**Übungsaufgabe**
Such aus den Einträgen unten alle Zeilen heraus, in denen das Wort „weathered“ steht, und schreib sie ab.

**Datensätze**
----------
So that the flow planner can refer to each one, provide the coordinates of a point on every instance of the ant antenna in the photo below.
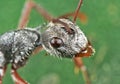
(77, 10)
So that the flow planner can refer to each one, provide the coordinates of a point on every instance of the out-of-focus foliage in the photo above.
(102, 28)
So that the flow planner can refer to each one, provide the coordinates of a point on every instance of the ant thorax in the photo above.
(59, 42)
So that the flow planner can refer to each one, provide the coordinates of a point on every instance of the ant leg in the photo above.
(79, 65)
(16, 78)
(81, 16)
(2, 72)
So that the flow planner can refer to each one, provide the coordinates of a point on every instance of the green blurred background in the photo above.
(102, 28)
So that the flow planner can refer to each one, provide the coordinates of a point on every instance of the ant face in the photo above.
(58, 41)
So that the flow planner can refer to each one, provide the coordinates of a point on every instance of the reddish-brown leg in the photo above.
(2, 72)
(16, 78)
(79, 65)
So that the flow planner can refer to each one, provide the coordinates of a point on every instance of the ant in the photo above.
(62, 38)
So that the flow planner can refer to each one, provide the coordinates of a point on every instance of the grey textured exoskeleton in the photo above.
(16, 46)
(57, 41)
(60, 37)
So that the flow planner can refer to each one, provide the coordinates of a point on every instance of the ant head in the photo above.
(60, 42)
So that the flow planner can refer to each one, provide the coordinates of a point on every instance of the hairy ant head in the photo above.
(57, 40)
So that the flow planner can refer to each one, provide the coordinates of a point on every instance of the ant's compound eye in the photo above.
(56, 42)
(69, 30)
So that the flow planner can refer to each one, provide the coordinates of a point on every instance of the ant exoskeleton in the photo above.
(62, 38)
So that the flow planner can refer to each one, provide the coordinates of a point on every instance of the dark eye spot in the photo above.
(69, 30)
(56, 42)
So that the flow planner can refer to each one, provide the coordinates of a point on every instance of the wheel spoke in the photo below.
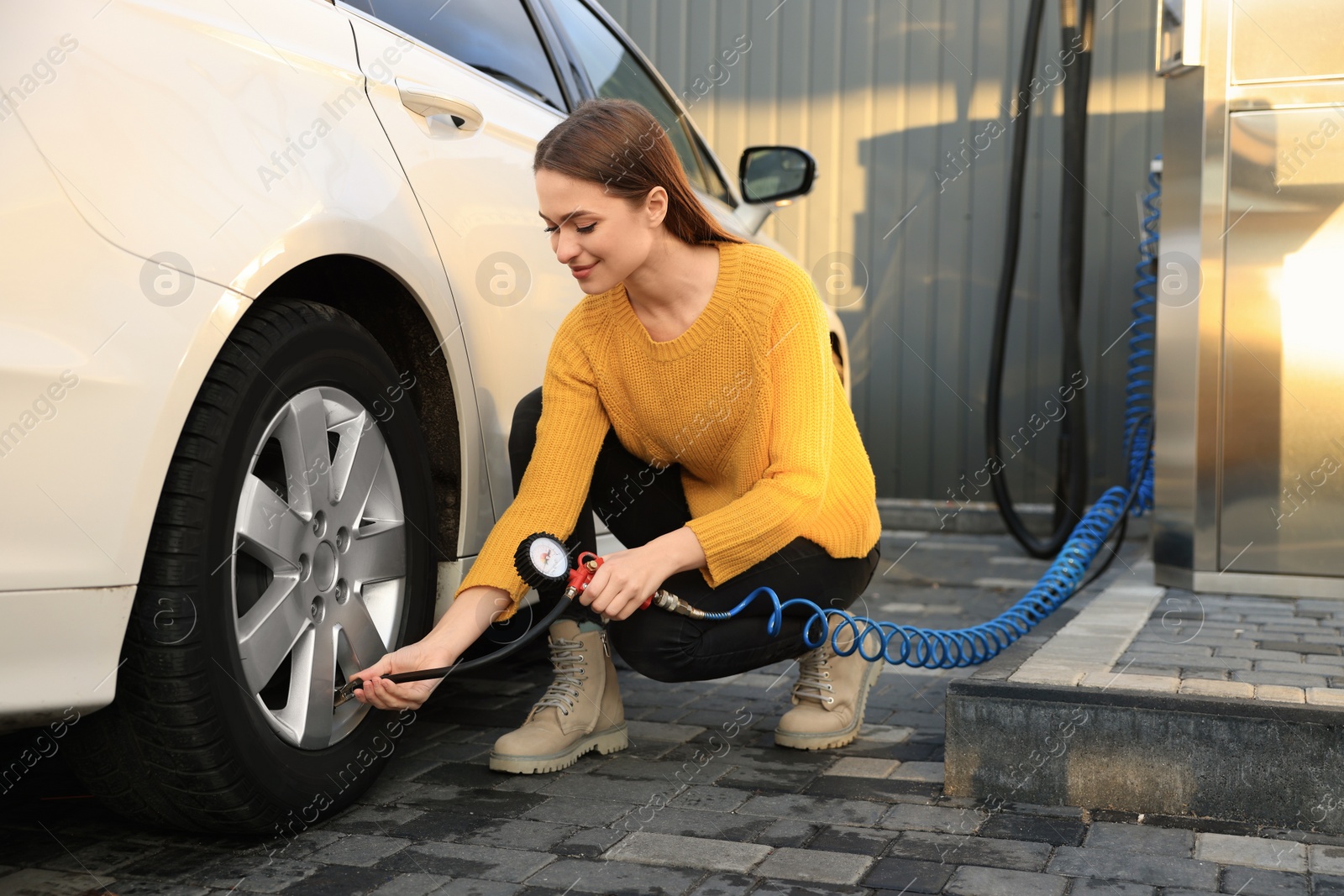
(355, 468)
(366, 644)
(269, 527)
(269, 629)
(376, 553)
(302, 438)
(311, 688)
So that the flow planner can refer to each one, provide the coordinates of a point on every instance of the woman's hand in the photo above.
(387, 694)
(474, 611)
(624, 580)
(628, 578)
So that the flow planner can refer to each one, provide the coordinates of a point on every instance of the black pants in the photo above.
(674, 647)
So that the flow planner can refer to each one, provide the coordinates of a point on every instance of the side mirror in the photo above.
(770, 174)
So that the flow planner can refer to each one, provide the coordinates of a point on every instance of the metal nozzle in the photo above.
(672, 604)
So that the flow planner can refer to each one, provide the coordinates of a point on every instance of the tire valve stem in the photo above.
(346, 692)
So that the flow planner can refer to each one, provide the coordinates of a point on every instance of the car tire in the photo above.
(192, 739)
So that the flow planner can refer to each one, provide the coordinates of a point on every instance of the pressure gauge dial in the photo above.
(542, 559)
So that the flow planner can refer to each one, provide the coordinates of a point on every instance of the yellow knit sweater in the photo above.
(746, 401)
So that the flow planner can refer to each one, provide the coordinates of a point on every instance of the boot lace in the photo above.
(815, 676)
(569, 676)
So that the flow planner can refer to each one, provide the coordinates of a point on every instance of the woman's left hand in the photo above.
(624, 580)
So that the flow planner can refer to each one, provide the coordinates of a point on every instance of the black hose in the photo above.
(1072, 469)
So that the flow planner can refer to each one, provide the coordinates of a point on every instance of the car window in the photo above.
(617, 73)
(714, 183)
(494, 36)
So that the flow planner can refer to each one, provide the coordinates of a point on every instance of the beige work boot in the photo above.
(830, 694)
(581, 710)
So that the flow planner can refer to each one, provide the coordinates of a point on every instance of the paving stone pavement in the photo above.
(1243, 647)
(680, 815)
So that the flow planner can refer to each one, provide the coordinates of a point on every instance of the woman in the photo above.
----------
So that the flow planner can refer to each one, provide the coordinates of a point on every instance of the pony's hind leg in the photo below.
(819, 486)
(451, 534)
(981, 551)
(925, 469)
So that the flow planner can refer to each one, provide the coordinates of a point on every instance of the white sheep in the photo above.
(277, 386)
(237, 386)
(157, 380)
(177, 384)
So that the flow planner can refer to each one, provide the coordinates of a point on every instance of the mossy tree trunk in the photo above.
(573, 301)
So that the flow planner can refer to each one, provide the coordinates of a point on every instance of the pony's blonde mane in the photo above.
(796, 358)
----------
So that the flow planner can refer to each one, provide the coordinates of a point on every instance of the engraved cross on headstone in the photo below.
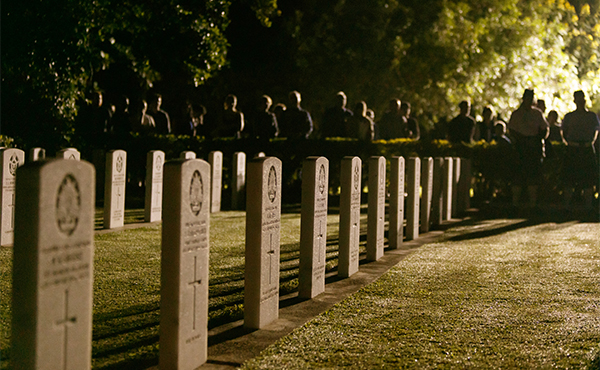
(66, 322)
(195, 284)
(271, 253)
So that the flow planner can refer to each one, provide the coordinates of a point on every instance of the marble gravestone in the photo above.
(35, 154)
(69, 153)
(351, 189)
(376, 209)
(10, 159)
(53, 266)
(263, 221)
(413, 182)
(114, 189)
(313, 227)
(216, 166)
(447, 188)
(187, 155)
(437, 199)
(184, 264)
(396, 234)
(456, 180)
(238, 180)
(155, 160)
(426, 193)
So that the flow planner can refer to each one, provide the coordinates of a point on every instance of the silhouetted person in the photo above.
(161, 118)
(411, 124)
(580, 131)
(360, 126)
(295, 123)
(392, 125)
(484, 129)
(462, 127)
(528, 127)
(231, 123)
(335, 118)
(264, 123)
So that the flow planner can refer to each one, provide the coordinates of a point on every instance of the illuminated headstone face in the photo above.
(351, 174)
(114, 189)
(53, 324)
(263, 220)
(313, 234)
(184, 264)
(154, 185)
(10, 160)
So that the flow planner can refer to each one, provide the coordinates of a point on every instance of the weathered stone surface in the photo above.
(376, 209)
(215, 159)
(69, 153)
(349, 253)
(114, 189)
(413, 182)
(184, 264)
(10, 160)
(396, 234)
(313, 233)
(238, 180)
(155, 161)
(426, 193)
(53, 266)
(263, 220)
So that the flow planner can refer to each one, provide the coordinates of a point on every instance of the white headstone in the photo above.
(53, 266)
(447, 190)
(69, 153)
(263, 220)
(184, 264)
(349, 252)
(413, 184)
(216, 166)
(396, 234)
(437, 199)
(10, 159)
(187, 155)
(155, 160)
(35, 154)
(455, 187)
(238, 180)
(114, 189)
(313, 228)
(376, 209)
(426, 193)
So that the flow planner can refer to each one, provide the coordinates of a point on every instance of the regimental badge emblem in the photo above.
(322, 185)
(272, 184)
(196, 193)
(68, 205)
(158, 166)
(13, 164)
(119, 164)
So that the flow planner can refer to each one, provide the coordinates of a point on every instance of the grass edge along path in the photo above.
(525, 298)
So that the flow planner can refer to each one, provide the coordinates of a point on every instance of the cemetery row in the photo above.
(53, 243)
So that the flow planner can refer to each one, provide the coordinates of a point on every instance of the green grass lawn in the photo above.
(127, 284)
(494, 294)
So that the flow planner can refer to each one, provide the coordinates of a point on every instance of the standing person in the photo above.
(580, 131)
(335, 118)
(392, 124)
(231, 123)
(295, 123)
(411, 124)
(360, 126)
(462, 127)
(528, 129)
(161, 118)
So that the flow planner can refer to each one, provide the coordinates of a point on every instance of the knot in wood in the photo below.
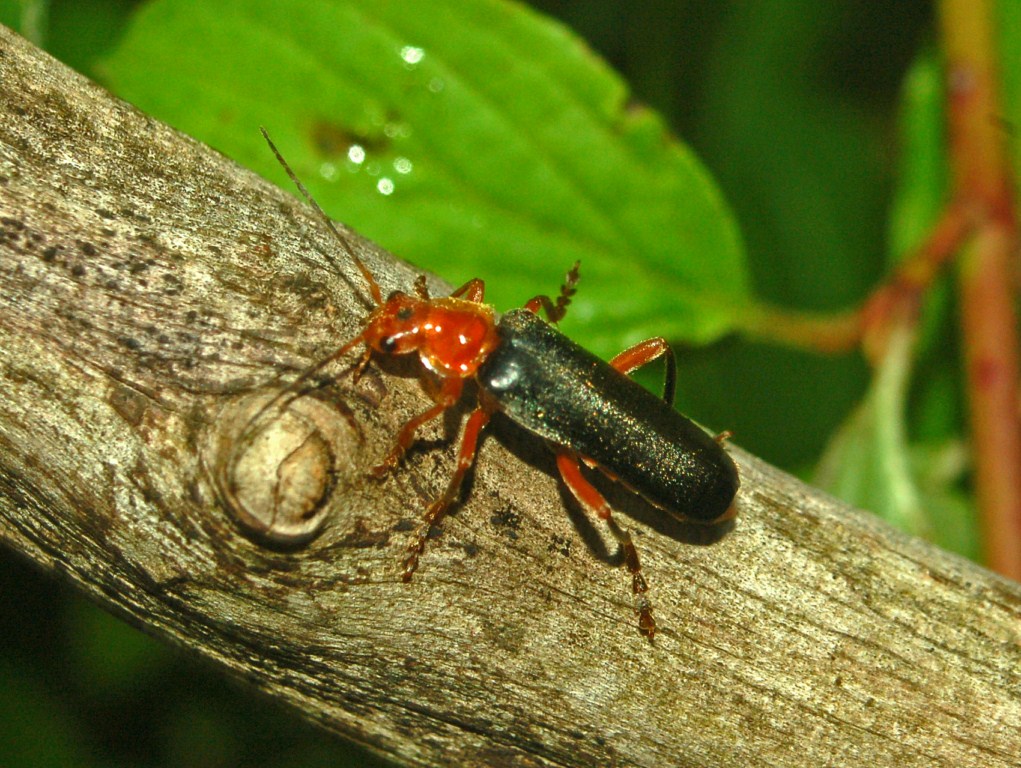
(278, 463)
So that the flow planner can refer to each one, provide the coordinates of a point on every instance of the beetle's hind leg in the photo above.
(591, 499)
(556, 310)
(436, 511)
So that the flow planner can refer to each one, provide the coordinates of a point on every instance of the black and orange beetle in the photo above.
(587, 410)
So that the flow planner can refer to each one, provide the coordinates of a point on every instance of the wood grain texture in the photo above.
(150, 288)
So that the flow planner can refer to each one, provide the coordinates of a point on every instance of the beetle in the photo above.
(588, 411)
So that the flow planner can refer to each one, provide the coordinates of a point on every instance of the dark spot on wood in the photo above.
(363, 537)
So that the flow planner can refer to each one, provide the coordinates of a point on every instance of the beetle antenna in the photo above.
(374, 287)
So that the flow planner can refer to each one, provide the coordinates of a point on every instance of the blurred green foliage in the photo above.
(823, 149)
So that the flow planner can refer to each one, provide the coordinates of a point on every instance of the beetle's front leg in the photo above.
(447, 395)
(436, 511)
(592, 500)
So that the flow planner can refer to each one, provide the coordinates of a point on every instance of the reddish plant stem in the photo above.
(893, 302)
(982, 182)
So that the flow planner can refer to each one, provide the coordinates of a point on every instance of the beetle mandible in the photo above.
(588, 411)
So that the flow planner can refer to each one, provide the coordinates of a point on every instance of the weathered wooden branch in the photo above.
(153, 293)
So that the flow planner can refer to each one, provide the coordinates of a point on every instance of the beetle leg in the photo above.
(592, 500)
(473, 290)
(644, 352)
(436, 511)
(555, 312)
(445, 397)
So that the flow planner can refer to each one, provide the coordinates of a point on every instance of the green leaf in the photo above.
----------
**Richtige Lösung**
So that the flow planner can refer to each one, provide the coordinates of a point on every instance of the weathered stone surface in the photo above.
So that the flow planner can refer to each one, provide the coordinates of a point on every instance of the weathered wooden branch in the photo above.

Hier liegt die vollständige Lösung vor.